* start Text passage *

No one rules the cash in our house. We both have separate money to spend as we wish and then we confer with each other on the bigger expenditures. My dh is the one who physically sits to pay bills while I pay some bills online.

Our investments are also done separately but we both know what each other is doing at any given time.
 
meloneyb21 said:
I was just watching Dr. Phil and it made me so mad......The husband has 2 jobs and the wife is a SAHM. He told her to quit work and stay home and take care of the kids, yet he won't give her any spending money.......

That's an abusive reltaionship. Period.

Anne
 
For the life of me, I will never understand why married people want to air their personal problems on national TV. I think we have a good marraige, but we are human and there are issues that we work on. I couldn't imagine discussing them on TV.

* end Text passage *

Prompt 1: Arrange the entries in the stretch from the line containing "Please point out the advertising" through the end of the entries as a two-column CSV with the columns request and points. Give one row per request, with its text and its answer each in a single quoted field and line breaks turned into spaces.

* start Record set *

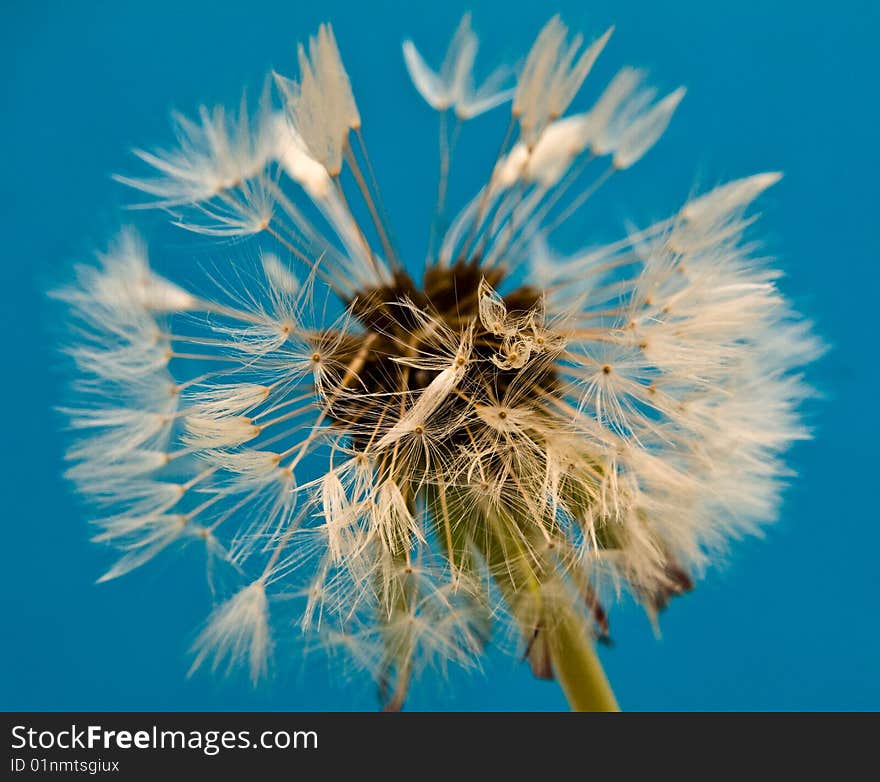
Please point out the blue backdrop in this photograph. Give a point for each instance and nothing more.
(789, 622)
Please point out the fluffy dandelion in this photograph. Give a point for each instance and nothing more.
(422, 461)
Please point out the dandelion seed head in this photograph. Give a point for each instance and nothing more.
(424, 461)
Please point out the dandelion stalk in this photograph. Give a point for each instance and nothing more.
(578, 669)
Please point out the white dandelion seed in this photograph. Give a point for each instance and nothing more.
(504, 439)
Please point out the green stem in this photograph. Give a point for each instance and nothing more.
(578, 670)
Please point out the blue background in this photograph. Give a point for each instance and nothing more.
(789, 622)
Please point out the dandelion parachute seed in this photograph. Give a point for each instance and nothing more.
(508, 437)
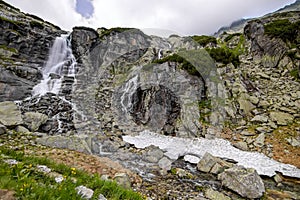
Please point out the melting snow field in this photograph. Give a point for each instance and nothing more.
(194, 149)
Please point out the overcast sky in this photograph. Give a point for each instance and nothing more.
(184, 17)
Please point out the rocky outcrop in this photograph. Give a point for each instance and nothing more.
(25, 41)
(34, 120)
(10, 114)
(211, 164)
(245, 182)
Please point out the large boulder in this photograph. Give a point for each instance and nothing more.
(212, 164)
(34, 120)
(245, 182)
(10, 115)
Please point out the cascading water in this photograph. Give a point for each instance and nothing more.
(128, 91)
(61, 62)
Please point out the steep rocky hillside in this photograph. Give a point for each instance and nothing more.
(238, 25)
(24, 45)
(182, 114)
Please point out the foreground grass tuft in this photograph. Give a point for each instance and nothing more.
(28, 183)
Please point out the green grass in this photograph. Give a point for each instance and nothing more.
(28, 183)
(230, 36)
(203, 40)
(224, 54)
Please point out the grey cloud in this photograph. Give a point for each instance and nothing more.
(187, 17)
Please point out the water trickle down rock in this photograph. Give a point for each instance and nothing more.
(53, 95)
(61, 62)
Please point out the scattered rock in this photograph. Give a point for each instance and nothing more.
(254, 100)
(245, 182)
(153, 155)
(260, 119)
(165, 164)
(85, 192)
(278, 178)
(22, 129)
(293, 141)
(212, 164)
(281, 118)
(34, 120)
(10, 115)
(245, 105)
(274, 195)
(215, 195)
(241, 145)
(247, 133)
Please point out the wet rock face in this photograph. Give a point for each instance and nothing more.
(59, 113)
(157, 107)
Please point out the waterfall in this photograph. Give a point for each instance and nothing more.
(128, 91)
(61, 62)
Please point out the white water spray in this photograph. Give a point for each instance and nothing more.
(175, 147)
(61, 62)
(128, 91)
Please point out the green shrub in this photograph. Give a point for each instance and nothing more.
(283, 29)
(203, 40)
(184, 64)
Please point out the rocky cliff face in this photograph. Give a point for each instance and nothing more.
(244, 88)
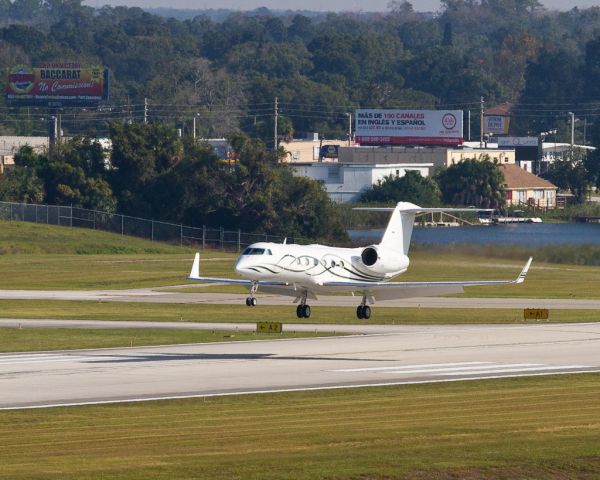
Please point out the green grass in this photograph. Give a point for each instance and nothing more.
(43, 339)
(37, 265)
(34, 239)
(240, 313)
(513, 428)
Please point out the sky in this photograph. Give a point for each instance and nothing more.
(317, 5)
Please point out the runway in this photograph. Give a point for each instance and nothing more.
(149, 295)
(411, 354)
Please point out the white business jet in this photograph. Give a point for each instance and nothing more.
(302, 271)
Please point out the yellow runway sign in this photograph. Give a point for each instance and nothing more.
(535, 314)
(269, 327)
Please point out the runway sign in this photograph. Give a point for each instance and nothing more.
(269, 327)
(535, 314)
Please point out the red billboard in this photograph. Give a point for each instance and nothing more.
(57, 84)
(383, 127)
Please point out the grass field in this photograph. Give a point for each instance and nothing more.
(514, 428)
(240, 313)
(43, 339)
(46, 257)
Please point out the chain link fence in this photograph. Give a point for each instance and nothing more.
(137, 227)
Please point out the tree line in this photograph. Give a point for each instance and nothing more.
(320, 66)
(153, 173)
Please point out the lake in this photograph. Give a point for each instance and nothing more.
(529, 234)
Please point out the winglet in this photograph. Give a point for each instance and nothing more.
(521, 277)
(195, 273)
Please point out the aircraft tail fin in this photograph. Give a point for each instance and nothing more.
(398, 233)
(195, 272)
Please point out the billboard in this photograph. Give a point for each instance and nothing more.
(57, 84)
(496, 124)
(518, 142)
(409, 127)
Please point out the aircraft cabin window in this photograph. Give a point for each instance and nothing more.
(254, 251)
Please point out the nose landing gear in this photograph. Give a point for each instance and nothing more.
(251, 300)
(363, 311)
(303, 310)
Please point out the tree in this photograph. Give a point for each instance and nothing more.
(573, 175)
(411, 187)
(472, 182)
(140, 154)
(21, 184)
(304, 208)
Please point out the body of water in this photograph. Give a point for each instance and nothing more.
(528, 235)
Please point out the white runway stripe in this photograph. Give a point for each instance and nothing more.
(44, 358)
(402, 367)
(519, 370)
(464, 368)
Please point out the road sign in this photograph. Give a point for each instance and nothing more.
(535, 314)
(269, 327)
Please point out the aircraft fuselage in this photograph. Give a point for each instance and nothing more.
(309, 265)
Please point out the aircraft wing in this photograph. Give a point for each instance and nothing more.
(195, 275)
(395, 290)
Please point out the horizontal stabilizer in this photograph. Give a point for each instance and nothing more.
(407, 207)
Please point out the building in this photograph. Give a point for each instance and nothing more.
(7, 162)
(10, 144)
(310, 149)
(436, 156)
(526, 189)
(345, 181)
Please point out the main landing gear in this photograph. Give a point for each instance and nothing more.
(363, 311)
(251, 300)
(303, 310)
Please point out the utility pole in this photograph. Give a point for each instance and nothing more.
(481, 106)
(469, 125)
(275, 141)
(572, 134)
(349, 128)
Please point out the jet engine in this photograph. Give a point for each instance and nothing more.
(381, 260)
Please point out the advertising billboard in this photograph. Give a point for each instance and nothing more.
(409, 127)
(57, 84)
(518, 142)
(496, 124)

* end Record set *

Prompt 2: Reproduce the stretch of the passage on household money from "That's an abusive" through "them on TV.", swapping every "TV" for "television".

Full output 1:
request,points
"Please point out the advertising billboard in this photograph. Give a point for each instance and nothing more.","(409, 127) (57, 84) (518, 142) (496, 124)"

Full output 2:
That's an abusive reltaionship. Period.

Anne
 
For the life of me, I will never understand why married people want to air their personal problems on national television. I think we have a good marraige, but we are human and there are issues that we work on. I couldn't imagine discussing them on television.